[Point annotations for photos]
★ ★ ★
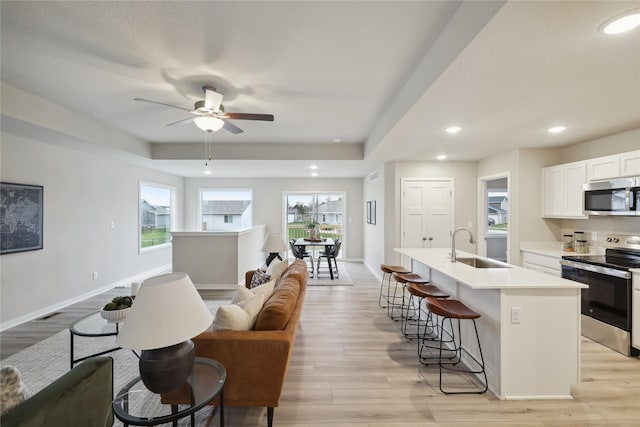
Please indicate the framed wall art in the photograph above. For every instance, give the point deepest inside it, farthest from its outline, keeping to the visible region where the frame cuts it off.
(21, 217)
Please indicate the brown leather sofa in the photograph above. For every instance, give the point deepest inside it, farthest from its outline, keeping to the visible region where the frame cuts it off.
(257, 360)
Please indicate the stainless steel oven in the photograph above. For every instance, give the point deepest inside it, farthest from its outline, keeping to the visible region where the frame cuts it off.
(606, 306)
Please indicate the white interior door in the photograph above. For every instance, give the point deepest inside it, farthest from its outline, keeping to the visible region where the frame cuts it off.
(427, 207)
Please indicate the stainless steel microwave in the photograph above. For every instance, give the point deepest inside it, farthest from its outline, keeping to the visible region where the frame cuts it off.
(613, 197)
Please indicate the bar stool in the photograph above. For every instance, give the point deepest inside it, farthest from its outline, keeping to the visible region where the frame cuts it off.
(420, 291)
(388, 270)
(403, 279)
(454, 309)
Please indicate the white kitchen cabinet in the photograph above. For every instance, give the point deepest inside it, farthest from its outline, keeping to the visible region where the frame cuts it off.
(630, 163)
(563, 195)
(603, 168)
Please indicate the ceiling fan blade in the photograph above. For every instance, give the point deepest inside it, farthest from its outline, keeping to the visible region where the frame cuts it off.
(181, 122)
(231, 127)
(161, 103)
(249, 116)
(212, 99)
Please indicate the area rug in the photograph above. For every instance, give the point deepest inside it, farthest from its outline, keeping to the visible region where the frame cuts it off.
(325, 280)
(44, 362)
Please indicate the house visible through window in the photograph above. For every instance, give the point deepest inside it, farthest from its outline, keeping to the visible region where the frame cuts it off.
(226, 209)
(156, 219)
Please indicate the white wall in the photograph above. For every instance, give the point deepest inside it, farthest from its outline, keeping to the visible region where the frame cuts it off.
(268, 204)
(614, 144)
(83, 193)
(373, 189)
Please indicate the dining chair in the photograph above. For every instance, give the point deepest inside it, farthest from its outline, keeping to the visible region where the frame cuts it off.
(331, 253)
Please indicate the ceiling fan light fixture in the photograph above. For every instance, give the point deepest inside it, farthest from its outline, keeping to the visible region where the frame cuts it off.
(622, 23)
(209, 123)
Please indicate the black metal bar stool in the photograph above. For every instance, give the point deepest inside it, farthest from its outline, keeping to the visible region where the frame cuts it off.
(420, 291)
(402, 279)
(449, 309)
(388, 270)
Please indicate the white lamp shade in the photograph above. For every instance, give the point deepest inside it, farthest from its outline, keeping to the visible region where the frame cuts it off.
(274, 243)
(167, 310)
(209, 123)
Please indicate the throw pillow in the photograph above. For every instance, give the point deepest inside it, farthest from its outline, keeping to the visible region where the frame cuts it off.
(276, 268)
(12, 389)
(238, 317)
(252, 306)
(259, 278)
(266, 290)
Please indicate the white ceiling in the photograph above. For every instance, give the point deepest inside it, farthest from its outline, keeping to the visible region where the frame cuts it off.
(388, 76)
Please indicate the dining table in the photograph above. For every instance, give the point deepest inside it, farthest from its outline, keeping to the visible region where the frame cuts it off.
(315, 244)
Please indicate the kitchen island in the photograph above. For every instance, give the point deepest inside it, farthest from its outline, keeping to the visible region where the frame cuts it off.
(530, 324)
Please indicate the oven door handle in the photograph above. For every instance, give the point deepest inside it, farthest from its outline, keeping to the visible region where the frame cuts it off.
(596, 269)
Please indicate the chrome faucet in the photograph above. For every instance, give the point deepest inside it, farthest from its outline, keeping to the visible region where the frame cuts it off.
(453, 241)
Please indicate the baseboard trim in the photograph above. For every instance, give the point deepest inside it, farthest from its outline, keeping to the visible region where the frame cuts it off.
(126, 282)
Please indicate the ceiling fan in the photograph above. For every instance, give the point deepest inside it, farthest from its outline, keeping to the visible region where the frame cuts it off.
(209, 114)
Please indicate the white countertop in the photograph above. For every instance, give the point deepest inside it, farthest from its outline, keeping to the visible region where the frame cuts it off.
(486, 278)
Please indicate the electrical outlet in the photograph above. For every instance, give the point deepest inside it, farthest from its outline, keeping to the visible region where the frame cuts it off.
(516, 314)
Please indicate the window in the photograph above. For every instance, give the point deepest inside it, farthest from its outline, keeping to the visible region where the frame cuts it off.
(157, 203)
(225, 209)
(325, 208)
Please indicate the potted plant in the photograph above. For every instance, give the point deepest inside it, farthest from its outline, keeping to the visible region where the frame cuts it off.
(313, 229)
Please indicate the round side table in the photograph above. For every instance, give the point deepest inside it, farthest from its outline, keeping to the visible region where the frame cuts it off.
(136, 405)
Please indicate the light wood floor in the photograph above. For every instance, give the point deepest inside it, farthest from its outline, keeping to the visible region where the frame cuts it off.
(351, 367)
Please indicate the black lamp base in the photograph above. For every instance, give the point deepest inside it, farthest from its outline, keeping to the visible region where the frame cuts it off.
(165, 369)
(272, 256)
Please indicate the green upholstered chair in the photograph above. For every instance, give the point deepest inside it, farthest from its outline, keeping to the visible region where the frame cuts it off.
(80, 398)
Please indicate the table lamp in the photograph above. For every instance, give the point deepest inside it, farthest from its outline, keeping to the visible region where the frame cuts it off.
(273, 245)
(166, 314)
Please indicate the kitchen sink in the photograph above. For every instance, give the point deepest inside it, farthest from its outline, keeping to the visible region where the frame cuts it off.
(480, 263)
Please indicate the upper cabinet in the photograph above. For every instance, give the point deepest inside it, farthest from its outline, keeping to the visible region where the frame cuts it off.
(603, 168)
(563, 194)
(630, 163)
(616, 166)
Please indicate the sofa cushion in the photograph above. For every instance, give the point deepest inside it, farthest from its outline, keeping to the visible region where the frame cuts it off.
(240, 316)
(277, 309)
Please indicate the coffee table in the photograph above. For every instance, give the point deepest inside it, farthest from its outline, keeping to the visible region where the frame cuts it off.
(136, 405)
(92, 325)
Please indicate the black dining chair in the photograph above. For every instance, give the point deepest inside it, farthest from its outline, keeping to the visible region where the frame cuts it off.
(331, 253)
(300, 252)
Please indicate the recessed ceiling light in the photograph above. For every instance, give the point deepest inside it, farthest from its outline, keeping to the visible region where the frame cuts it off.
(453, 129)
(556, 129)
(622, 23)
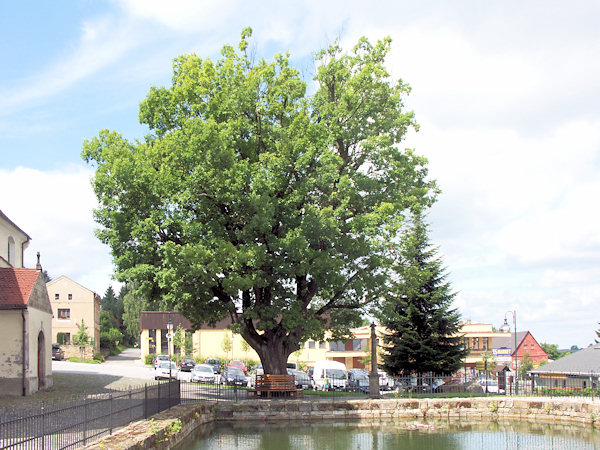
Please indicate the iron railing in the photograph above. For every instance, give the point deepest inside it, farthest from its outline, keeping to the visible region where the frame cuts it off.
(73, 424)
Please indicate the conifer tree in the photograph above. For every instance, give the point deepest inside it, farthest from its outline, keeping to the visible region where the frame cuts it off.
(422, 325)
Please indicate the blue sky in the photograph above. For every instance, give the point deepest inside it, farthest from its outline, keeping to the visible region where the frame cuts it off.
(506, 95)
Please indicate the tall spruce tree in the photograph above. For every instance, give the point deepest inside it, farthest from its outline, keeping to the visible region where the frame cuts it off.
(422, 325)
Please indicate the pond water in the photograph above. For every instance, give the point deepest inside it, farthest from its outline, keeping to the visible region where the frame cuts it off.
★ ★ ★
Reproduce the stretch from the line containing "Please indicate the blue" through the last line, keeping every line in order. Shift each coordinate by adding 146 to both of its numbers, and leave all other text unchanged.

Please indicate the blue sky in the photograph above. For every instance, give the point deepest inside it, farthest from its outline, keeping to the visible region where the frame cuts it off.
(652, 241)
Please indicate the tall spruce tree in the photograph above. For every instance, give the point deepest inside it, farthest from its outline, keeping to the visible region where the frame cuts it off.
(568, 471)
Please indicate the pond water in the photograph above. For every instance, give the point deepest inside it, farthest from its outline, keeping to the visible region where the frame cuts it off.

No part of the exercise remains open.